- **Exercise**
Convert the stretch of records below from the line containing "trunk and provide bounding boxes." through the line containing "[551,61,580,98]" into a numbered list, leaving out any blank lines.

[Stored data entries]

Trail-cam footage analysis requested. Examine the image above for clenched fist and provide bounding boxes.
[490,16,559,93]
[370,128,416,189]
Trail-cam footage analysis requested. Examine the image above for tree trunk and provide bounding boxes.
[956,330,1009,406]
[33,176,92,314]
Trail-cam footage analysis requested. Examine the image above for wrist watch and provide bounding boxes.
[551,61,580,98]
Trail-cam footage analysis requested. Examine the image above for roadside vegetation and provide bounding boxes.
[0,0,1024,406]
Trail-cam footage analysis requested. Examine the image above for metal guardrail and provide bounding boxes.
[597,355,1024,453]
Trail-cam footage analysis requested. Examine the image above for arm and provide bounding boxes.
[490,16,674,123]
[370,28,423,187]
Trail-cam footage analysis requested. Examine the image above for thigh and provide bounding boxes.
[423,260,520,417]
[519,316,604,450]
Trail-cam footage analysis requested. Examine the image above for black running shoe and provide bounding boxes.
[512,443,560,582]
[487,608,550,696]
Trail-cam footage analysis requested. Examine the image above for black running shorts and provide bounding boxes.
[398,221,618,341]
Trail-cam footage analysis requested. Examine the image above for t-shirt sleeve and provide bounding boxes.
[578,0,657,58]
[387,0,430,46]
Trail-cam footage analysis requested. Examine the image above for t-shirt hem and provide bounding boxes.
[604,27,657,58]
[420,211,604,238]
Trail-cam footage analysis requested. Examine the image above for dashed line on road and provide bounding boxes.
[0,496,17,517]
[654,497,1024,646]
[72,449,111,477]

- **Finished task**
1. Trail-cam footage analysis requested. Examine the image above for tree trunk and provide bounding boxes.
2. [956,330,1009,406]
3. [33,176,92,314]
4. Trail-cam footage analysis requested. Examine the image above for wrist watch and provide bounding boxes.
5. [551,61,580,98]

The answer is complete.